╔══
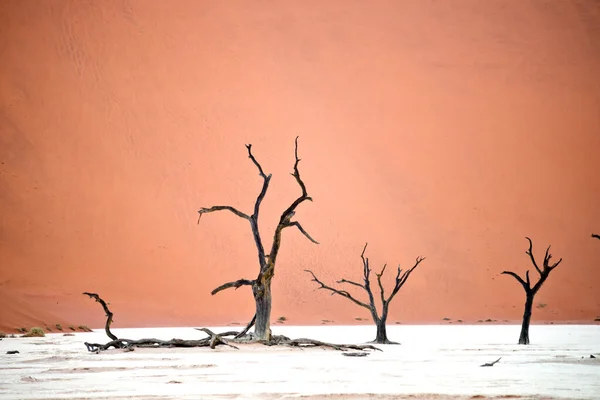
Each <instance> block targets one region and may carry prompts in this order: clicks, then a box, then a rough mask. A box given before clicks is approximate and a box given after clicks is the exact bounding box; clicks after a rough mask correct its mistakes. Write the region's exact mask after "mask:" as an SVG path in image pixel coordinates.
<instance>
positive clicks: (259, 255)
mask: <svg viewBox="0 0 600 400" xmlns="http://www.w3.org/2000/svg"><path fill="white" fill-rule="evenodd" d="M246 148H247V149H248V158H250V160H252V163H254V165H256V168H257V169H258V174H259V175H260V177H261V178H263V186H262V188H261V190H260V193H259V194H258V197H257V198H256V202H255V203H254V212H253V214H252V217H251V218H250V225H251V227H252V235H253V237H254V243H255V244H256V249H257V251H258V263H259V265H260V268H261V270H262V269H263V268H265V266H266V264H267V261H266V258H265V247H264V245H263V243H262V237H261V236H260V231H259V229H258V214H259V213H260V205H261V203H262V201H263V199H264V198H265V196H266V194H267V190H268V189H269V183H270V182H271V177H272V175H271V174H269V175H265V173H264V171H263V169H262V167H261V165H260V164H259V162H258V161H256V158H255V157H254V155H253V154H252V145H251V144H247V145H246Z"/></svg>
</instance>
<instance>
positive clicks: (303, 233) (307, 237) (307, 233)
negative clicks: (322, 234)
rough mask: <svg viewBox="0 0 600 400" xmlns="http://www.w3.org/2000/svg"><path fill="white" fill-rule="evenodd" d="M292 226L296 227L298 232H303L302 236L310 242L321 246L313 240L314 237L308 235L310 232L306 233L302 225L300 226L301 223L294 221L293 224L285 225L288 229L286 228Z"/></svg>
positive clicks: (300, 225)
mask: <svg viewBox="0 0 600 400" xmlns="http://www.w3.org/2000/svg"><path fill="white" fill-rule="evenodd" d="M290 226H295V227H296V228H298V230H299V231H300V232H302V234H303V235H304V236H306V237H307V238H308V240H310V241H311V242H313V243H314V244H319V242H317V241H316V240H315V239H313V238H312V237H311V236H310V235H309V234H308V232H306V231H305V230H304V228H303V227H302V225H300V222H298V221H293V222H288V223H287V224H285V227H286V228H288V227H290Z"/></svg>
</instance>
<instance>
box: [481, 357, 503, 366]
mask: <svg viewBox="0 0 600 400" xmlns="http://www.w3.org/2000/svg"><path fill="white" fill-rule="evenodd" d="M501 358H502V357H500V358H499V359H497V360H496V361H494V362H491V363H485V364H481V365H480V367H493V366H494V364H496V363H497V362H498V361H500V359H501Z"/></svg>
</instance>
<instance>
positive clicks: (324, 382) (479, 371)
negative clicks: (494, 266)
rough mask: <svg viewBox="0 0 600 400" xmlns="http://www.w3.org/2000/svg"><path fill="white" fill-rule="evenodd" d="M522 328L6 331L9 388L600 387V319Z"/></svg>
mask: <svg viewBox="0 0 600 400" xmlns="http://www.w3.org/2000/svg"><path fill="white" fill-rule="evenodd" d="M213 329H215V330H217V331H219V330H221V329H219V328H213ZM222 329H224V328H222ZM227 330H229V329H227ZM221 331H222V330H221ZM114 332H115V333H116V334H117V335H118V336H120V337H129V338H136V339H139V338H142V337H156V338H162V339H170V338H172V337H179V338H200V337H202V336H203V335H204V334H203V333H201V332H198V331H195V330H194V329H193V328H154V329H115V330H114ZM275 333H276V334H284V335H287V336H290V337H294V338H299V337H310V338H314V339H320V340H325V341H332V342H337V343H342V342H343V343H362V342H365V341H367V340H369V339H370V338H371V336H372V335H374V327H369V326H360V327H345V326H327V327H323V326H321V327H292V326H283V327H276V328H275ZM518 334H519V327H518V326H515V325H512V326H511V325H504V326H473V325H470V326H469V325H466V326H420V325H413V326H390V327H389V336H390V339H392V340H394V339H395V340H397V341H400V342H401V343H402V344H401V345H386V346H379V347H380V348H382V349H383V351H382V352H373V353H371V354H369V356H367V357H360V358H359V357H344V356H342V354H341V353H340V352H338V351H333V350H323V349H290V348H286V347H265V346H262V345H257V344H251V345H241V346H240V349H239V350H235V349H232V348H227V347H218V348H217V349H216V350H210V349H208V348H201V349H136V350H135V351H133V352H125V351H123V350H111V351H106V352H103V353H100V354H95V353H89V352H87V350H86V348H85V346H84V344H83V343H84V342H86V341H90V342H96V341H98V342H105V341H107V340H106V337H105V335H104V332H103V331H102V330H97V331H94V332H92V333H77V334H76V335H75V336H72V337H65V336H62V334H49V335H47V336H46V337H45V338H27V339H25V338H13V339H10V338H7V339H3V340H2V341H0V353H1V354H0V361H1V364H2V369H1V370H0V382H1V383H0V399H11V400H14V399H23V400H25V399H28V400H31V399H58V398H60V399H101V398H102V399H105V398H106V399H131V398H140V399H142V398H143V399H200V398H201V399H288V398H310V399H325V398H327V399H363V398H368V399H391V398H396V399H404V398H420V399H421V398H423V399H429V398H431V399H446V398H453V399H455V398H528V399H530V398H540V399H541V398H543V399H549V398H568V399H594V398H597V396H598V393H600V354H599V352H600V340H599V339H600V326H566V325H553V326H541V325H537V326H532V328H531V332H530V334H531V341H532V344H531V345H529V346H519V345H516V344H514V343H515V342H516V340H517V338H518ZM8 350H18V351H19V352H20V353H19V354H15V355H7V354H6V352H7V351H8ZM591 354H596V355H597V356H598V357H599V358H596V359H593V358H590V355H591ZM499 357H502V359H501V360H500V362H499V363H497V364H496V365H495V366H493V367H491V368H481V367H480V365H481V364H483V363H486V362H491V361H494V360H495V359H497V358H499Z"/></svg>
╚══
Return every entry exactly, dropping the pictures.

• Answer to the exercise:
Each <instance> block targets one region and may carry prompts in this order: clicks, then a box, then a rough mask. A box given before clicks is approximate and a box given after clicks is the exact bounding box; clicks after a rough mask correct its mistakes. Write the region's exact mask after "mask:" as an SVG path in image pixel coordinates.
<instance>
positive clicks: (259, 255)
mask: <svg viewBox="0 0 600 400" xmlns="http://www.w3.org/2000/svg"><path fill="white" fill-rule="evenodd" d="M246 148H247V149H248V158H250V160H252V163H254V165H256V168H257V169H258V174H259V175H260V177H261V178H263V186H262V188H261V190H260V193H259V194H258V197H257V198H256V202H255V203H254V212H253V214H252V217H251V218H250V225H251V227H252V235H253V237H254V243H255V244H256V249H257V251H258V263H259V265H260V268H261V270H262V269H263V268H265V266H266V264H267V261H266V258H265V247H264V245H263V243H262V237H261V236H260V231H259V229H258V214H259V213H260V205H261V203H262V201H263V199H264V198H265V196H266V194H267V190H268V189H269V183H270V182H271V177H272V175H271V174H269V175H265V173H264V171H263V169H262V167H261V165H260V164H259V162H258V161H256V158H255V157H254V155H253V154H252V145H251V144H247V145H246Z"/></svg>
</instance>
<instance>
positive clicks: (303, 233) (307, 237) (307, 233)
negative clicks: (322, 234)
rough mask: <svg viewBox="0 0 600 400" xmlns="http://www.w3.org/2000/svg"><path fill="white" fill-rule="evenodd" d="M292 226L296 227L298 232H303L302 236L310 242L321 246L313 240L314 237L308 235L310 232L306 233L302 225L300 226L301 223L294 221L293 224L285 225L288 229L286 228Z"/></svg>
positive clicks: (300, 225)
mask: <svg viewBox="0 0 600 400" xmlns="http://www.w3.org/2000/svg"><path fill="white" fill-rule="evenodd" d="M290 226H295V227H296V228H298V230H299V231H300V232H302V234H303V235H304V236H306V237H307V238H308V240H310V241H311V242H313V243H314V244H319V242H317V241H316V240H315V239H313V238H312V237H311V236H310V235H309V234H308V232H306V231H305V230H304V228H303V227H302V225H300V222H298V221H293V222H288V223H287V224H285V227H286V228H288V227H290Z"/></svg>
</instance>
<instance>
box: [481, 357, 503, 366]
mask: <svg viewBox="0 0 600 400" xmlns="http://www.w3.org/2000/svg"><path fill="white" fill-rule="evenodd" d="M501 358H502V357H500V358H499V359H497V360H496V361H494V362H491V363H485V364H481V365H480V367H493V366H494V364H496V363H497V362H498V361H500V359H501Z"/></svg>
</instance>
<instance>
positive clicks: (324, 382) (479, 371)
negative clicks: (494, 266)
rough mask: <svg viewBox="0 0 600 400" xmlns="http://www.w3.org/2000/svg"><path fill="white" fill-rule="evenodd" d="M522 328L6 331L9 388L600 387V319Z"/></svg>
mask: <svg viewBox="0 0 600 400" xmlns="http://www.w3.org/2000/svg"><path fill="white" fill-rule="evenodd" d="M213 329H215V330H217V331H219V330H221V329H219V328H213ZM222 329H224V328H222ZM227 330H229V329H227ZM221 331H222V330H221ZM114 332H115V333H116V334H117V335H118V336H120V337H129V338H136V339H139V338H142V337H156V338H162V339H170V338H172V337H179V338H200V337H202V336H203V335H204V334H203V333H201V332H198V331H195V330H194V329H193V328H154V329H115V330H114ZM275 333H276V334H284V335H287V336H290V337H294V338H299V337H310V338H314V339H320V340H325V341H332V342H337V343H342V342H343V343H362V342H365V341H367V340H369V339H370V338H371V336H372V335H374V327H369V326H360V327H345V326H327V327H323V326H321V327H292V326H283V327H276V328H275ZM518 334H519V327H518V326H515V325H512V326H511V325H504V326H473V325H470V326H469V325H466V326H420V325H413V326H390V327H389V336H390V339H392V340H394V339H395V340H397V341H400V342H401V343H402V344H401V345H386V346H379V347H380V348H382V349H383V351H382V352H373V353H371V354H369V356H367V357H360V358H359V357H344V356H342V354H341V353H340V352H338V351H333V350H323V349H290V348H286V347H265V346H262V345H257V344H251V345H241V346H240V349H239V350H235V349H232V348H227V347H218V348H217V349H216V350H210V349H208V348H201V349H136V350H135V351H133V352H125V351H123V350H111V351H106V352H103V353H100V354H95V353H89V352H87V350H86V348H85V346H84V344H83V343H84V342H86V341H90V342H96V341H98V342H105V341H107V340H106V337H105V335H104V332H103V331H102V330H97V331H94V332H92V333H77V334H76V335H75V336H72V337H65V336H62V334H49V335H47V336H46V337H45V338H27V339H25V338H13V339H10V338H7V339H3V340H2V341H0V353H1V354H0V361H1V364H2V369H1V370H0V382H1V383H0V399H11V400H14V399H23V400H25V399H28V400H31V399H58V398H60V399H101V398H102V399H105V398H106V399H131V398H140V399H142V398H143V399H200V398H201V399H288V398H310V399H325V398H327V399H363V398H368V399H391V398H396V399H404V398H420V399H421V398H423V399H429V398H431V399H446V398H453V399H455V398H528V399H530V398H540V399H541V398H543V399H549V398H568V399H594V398H597V396H598V393H600V354H599V352H600V340H599V339H600V326H566V325H553V326H541V325H537V326H532V328H531V332H530V334H531V341H532V344H531V345H529V346H519V345H516V344H514V343H515V342H516V340H517V338H518ZM8 350H18V351H19V352H20V353H19V354H15V355H7V354H6V352H7V351H8ZM591 354H596V355H597V356H598V357H599V358H596V359H593V358H590V355H591ZM499 357H502V359H501V360H500V362H499V363H497V364H496V365H495V366H493V367H491V368H481V367H480V365H481V364H483V363H486V362H491V361H494V360H495V359H497V358H499Z"/></svg>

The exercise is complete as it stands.